Task
Edit the rows below so that "thickest" becomes "widest", leaving every other character unchanged.

Rows

──────────

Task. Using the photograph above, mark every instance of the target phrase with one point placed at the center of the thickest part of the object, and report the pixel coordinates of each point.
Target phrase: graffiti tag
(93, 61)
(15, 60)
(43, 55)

──────────

Written response
Task. Using the photograph above, mark every instance of the target phrase with one point placed at the center of the widest part of the object, and report the pixel coordinates of each point.
Target phrase: graffiti tag
(93, 61)
(15, 60)
(43, 55)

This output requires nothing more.